ABOUT THIS EXERCISE:
Type each record below again, with the same words.

THE RECORDS:
=====
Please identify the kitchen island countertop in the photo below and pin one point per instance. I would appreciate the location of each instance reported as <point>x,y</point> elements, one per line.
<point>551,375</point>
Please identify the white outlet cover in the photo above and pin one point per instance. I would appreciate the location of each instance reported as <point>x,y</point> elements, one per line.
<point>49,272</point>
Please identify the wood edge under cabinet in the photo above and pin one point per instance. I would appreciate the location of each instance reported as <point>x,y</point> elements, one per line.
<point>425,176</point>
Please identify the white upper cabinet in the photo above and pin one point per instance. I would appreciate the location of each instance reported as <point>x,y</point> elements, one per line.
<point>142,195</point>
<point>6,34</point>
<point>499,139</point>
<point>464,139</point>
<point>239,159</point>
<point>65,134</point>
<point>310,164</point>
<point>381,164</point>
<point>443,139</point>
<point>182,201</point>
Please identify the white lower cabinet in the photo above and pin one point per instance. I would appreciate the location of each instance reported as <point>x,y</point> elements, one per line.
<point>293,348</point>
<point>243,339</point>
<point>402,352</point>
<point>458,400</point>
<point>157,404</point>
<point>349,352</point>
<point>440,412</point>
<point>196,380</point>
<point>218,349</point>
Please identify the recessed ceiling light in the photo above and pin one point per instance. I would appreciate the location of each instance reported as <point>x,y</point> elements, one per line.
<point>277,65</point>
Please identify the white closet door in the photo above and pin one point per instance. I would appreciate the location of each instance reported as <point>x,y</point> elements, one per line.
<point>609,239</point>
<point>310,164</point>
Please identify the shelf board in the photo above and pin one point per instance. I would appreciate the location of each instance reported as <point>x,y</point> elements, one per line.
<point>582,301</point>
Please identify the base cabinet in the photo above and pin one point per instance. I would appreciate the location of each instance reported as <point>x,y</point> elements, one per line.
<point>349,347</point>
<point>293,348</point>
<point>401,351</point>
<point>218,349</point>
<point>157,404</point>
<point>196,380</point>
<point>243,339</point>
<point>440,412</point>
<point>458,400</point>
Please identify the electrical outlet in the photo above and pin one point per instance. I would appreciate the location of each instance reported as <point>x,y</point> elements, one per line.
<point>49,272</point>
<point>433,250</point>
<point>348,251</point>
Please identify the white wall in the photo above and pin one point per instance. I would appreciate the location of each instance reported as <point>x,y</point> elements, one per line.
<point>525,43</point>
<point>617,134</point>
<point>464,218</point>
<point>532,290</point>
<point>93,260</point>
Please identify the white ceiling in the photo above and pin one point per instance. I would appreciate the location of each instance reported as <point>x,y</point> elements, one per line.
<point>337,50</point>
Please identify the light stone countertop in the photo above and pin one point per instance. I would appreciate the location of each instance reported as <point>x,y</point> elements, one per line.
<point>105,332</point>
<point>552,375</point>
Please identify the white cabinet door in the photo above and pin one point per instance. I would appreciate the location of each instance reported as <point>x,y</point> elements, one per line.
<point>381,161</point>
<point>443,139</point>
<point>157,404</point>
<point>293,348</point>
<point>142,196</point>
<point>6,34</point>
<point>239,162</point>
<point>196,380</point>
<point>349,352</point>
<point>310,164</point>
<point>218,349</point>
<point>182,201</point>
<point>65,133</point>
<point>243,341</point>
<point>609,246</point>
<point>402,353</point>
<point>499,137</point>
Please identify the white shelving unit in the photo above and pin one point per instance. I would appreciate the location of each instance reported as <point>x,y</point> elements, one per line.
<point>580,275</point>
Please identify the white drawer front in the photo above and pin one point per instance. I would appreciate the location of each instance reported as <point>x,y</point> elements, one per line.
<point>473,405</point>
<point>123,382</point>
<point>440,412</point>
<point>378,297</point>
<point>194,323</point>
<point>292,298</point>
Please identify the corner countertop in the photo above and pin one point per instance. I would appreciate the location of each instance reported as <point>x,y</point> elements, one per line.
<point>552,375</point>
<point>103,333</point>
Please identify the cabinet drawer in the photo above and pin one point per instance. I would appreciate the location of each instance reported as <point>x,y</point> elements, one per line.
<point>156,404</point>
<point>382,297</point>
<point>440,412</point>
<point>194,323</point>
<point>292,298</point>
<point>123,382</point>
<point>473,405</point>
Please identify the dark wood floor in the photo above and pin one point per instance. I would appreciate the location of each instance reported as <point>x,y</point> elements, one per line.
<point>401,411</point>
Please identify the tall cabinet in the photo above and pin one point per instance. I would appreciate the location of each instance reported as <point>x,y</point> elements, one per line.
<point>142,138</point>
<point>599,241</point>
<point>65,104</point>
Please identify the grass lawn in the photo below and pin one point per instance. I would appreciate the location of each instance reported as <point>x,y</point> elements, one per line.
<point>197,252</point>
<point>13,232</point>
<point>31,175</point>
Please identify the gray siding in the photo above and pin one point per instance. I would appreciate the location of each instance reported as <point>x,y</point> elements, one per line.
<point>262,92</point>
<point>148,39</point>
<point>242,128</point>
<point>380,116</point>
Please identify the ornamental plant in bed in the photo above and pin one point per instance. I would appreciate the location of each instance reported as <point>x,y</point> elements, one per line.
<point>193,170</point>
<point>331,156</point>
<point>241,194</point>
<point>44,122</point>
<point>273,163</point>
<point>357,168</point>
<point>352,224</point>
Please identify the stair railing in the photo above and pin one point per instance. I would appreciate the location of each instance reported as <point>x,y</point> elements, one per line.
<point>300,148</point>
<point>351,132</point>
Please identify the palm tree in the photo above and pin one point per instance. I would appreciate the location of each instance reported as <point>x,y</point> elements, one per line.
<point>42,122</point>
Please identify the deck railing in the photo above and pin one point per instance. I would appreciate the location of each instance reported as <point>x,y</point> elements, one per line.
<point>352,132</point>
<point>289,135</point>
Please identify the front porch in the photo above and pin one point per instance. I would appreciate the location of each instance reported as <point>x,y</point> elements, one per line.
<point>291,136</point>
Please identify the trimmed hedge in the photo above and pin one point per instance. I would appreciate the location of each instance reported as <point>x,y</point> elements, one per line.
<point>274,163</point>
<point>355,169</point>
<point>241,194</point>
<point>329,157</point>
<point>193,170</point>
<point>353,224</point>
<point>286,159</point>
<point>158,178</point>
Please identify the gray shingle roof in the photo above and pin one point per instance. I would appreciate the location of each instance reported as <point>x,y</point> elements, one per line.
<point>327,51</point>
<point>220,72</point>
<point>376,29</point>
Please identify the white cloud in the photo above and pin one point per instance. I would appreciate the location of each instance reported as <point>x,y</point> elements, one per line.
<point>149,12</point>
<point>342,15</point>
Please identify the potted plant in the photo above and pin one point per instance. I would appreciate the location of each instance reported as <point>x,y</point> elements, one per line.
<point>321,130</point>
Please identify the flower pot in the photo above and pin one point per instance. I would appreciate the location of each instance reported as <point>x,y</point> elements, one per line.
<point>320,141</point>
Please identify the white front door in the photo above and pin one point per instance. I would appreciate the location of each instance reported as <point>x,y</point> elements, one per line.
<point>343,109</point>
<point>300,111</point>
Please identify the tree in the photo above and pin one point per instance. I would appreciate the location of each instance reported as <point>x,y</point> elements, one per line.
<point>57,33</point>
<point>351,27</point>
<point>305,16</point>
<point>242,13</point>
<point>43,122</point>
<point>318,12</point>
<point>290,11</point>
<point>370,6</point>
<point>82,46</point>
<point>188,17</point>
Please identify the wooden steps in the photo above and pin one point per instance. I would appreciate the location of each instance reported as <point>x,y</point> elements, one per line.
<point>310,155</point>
=====
ANSWER BOX:
Please identify the kitchen island countertop in the photo below and pin one point per instance. I would appreciate the location of each instance reported as <point>x,y</point> elements, one per line.
<point>551,375</point>
Please identify the white outlet cover in the photo above and pin one point per instance. I would appreciate the location of each instance reported as <point>x,y</point> elements, one per line.
<point>49,272</point>
Please identify the wood edge under cabinet in the photo above and pin one point per instance. I would appreciate the location of each instance reported as <point>x,y</point> elements, one per line.
<point>425,176</point>
Please identify the white upper cabinet in the photo above and pin one point per instance. I would appreciate the location of each instance reported as <point>x,y</point> elements, one per line.
<point>142,195</point>
<point>6,34</point>
<point>499,139</point>
<point>464,139</point>
<point>239,159</point>
<point>65,134</point>
<point>310,164</point>
<point>381,164</point>
<point>443,139</point>
<point>182,201</point>
Please identify the white lower cabinet in the photo above and pin one point per instance. I would appreciate the location of each instance reported as <point>x,y</point> elements, one per line.
<point>293,348</point>
<point>243,339</point>
<point>402,352</point>
<point>458,400</point>
<point>157,404</point>
<point>349,352</point>
<point>440,412</point>
<point>196,380</point>
<point>218,349</point>
Please identify the recessed ceiling light in the photo above and pin one point per instance. I would appreciate the location of each instance reported as <point>x,y</point> elements, one per line.
<point>277,65</point>
Please identify the white closet door in the photo above and pin one point per instance. I would appreciate the location of each instance reported as <point>x,y</point> elements, one per line.
<point>609,239</point>
<point>310,164</point>
Please identify the shelf board in the photo above and pin one point per instance. I would appreciate the location of each instance reported as <point>x,y</point> elements, one per line.
<point>582,301</point>
Please identify the base cabinet in the photo above and pin one point per instance. I would appreciate the location of each instance reported as <point>x,y</point> elements, one per line.
<point>349,347</point>
<point>293,348</point>
<point>401,351</point>
<point>218,349</point>
<point>157,404</point>
<point>196,380</point>
<point>243,339</point>
<point>440,412</point>
<point>458,400</point>
Please identify the electrical outlet in the photo above and pin one point per instance. I would appreciate the location of each instance reported as <point>x,y</point> elements, one per line.
<point>49,272</point>
<point>433,250</point>
<point>348,251</point>
Please identify the white wall in the photo above and pin one point per instance. I would appreciate the location of each instance reported as <point>x,y</point> elements, one per line.
<point>525,43</point>
<point>617,134</point>
<point>464,218</point>
<point>532,290</point>
<point>93,260</point>
Please identify the white ceiling in the photo above and pin one point per instance. I would appreciate the location of each instance reported as <point>x,y</point> elements, one per line.
<point>337,50</point>
Please identify the light stone countertop in the photo above and pin one point per instance. I would appreciate the location of each instance reported as <point>x,y</point> elements, one per line.
<point>105,332</point>
<point>552,375</point>
Please identify the white cabinet door in the photo above and pin one point per instance. I would appreciate the location of each instance reported as <point>x,y</point> elements, one per line.
<point>381,161</point>
<point>443,139</point>
<point>157,404</point>
<point>293,348</point>
<point>142,196</point>
<point>6,34</point>
<point>239,162</point>
<point>196,380</point>
<point>349,352</point>
<point>310,164</point>
<point>218,349</point>
<point>182,201</point>
<point>65,133</point>
<point>243,341</point>
<point>609,246</point>
<point>402,353</point>
<point>499,137</point>
Please identify the white shelving unit in the photo above and pin one point per instance. I would appreciate the location of each instance reported as <point>x,y</point> elements, one per line.
<point>580,275</point>
Please identify the white drawer front in the photo above and pin one point per instance. I would appreciate the location of each instance reported as <point>x,y</point> elements, one per line.
<point>473,405</point>
<point>123,382</point>
<point>440,412</point>
<point>378,297</point>
<point>194,323</point>
<point>292,298</point>
Please identify the corner countertop in the photo above and pin one point per instance. I would appreciate the location of each instance reported as <point>x,y</point> elements, one per line.
<point>552,375</point>
<point>103,333</point>
Please identify the cabinet drawer in the photo above and pin one point per instance. I would appreciate the location of each instance reported as <point>x,y</point> elements, one per line.
<point>156,404</point>
<point>382,297</point>
<point>440,412</point>
<point>194,323</point>
<point>292,298</point>
<point>123,382</point>
<point>473,405</point>
Please identify the dark wood floor in the photo above and pin one point per instance. I would appreciate the location of each instance reported as <point>x,y</point> elements, one per line.
<point>401,411</point>
Please identify the tall cabinet in the photo above and pin one point per instance. I would appreciate the location of each instance reported as <point>x,y</point> elements, one per line.
<point>142,138</point>
<point>599,241</point>
<point>65,104</point>
Please identify the grass lawn in the photo below and pin one point per instance. I would appreciate the location of each instance reported as <point>x,y</point> elements, one per line.
<point>197,252</point>
<point>13,232</point>
<point>31,175</point>
Please identify the gray siding in the photo above and pin one point per instance. I would appreciate the location of each instance reported as <point>x,y</point> elements, one per line.
<point>262,92</point>
<point>148,39</point>
<point>242,128</point>
<point>380,116</point>
Please identify the ornamental plant in bed in the photo above and pin one point per instance. I would appreciate the location of each instance reported as <point>x,y</point> elements, one per line.
<point>193,170</point>
<point>331,156</point>
<point>241,194</point>
<point>44,122</point>
<point>273,163</point>
<point>357,168</point>
<point>352,224</point>
Please identify the stair railing in the photo above and pin one point per instance. I would appreciate the location of each instance reported as <point>x,y</point> elements, one per line.
<point>300,148</point>
<point>351,132</point>
Please identify the palm tree in the photo above and pin one point per instance. I would appreciate the location of each instance reported as <point>x,y</point> elements, one per line.
<point>42,122</point>
Please identify the deck railing in the photo above and pin one point per instance. I would appreciate the location of each instance reported as <point>x,y</point> elements, one per line.
<point>352,132</point>
<point>289,135</point>
Please identify the front porch in the photo above and pin one point per instance. I would appreciate the location of each instance reported as <point>x,y</point> elements, one per line.
<point>291,136</point>
Please identify the trimmed hedge in the photo above and pin one point per instance. I would appreciate the location of each instance reported as <point>x,y</point> elements, one per line.
<point>274,163</point>
<point>355,169</point>
<point>241,194</point>
<point>329,157</point>
<point>193,170</point>
<point>353,224</point>
<point>286,159</point>
<point>158,178</point>
Please identify the gray shingle roof in the photo above and pin one point per instance. I would appreciate the location of each instance reported as <point>x,y</point> elements, one per line.
<point>327,51</point>
<point>220,72</point>
<point>376,29</point>
Please identify the white cloud in the photo above and pin one point per instance. I would appreciate the location of each instance reported as <point>x,y</point> elements, one per line.
<point>149,12</point>
<point>342,15</point>
Please identify the potted plant in the photo above and pin one point per instance. I would appreciate the location of each instance reported as <point>x,y</point> elements, one per line.
<point>321,130</point>
Please identify the flower pot in the photo above and pin one point per instance. I would appreciate the location of each instance reported as <point>x,y</point> elements, one per line.
<point>320,141</point>
Please identify the white front door in the photo above and pin one point per instance. I would appreciate the location of each instance reported as <point>x,y</point> elements, one per line.
<point>343,109</point>
<point>300,111</point>
Please identify the tree in the photo above and pin one point per instance. I would appreciate the location of each instance reported as <point>x,y</point> elements, one per line.
<point>57,33</point>
<point>351,27</point>
<point>305,16</point>
<point>242,13</point>
<point>43,122</point>
<point>318,12</point>
<point>290,11</point>
<point>370,6</point>
<point>82,46</point>
<point>188,17</point>
Please identify the wooden steps in the photo above and pin one point per instance. I would appreciate the location of each instance reported as <point>x,y</point> elements, one per line.
<point>310,155</point>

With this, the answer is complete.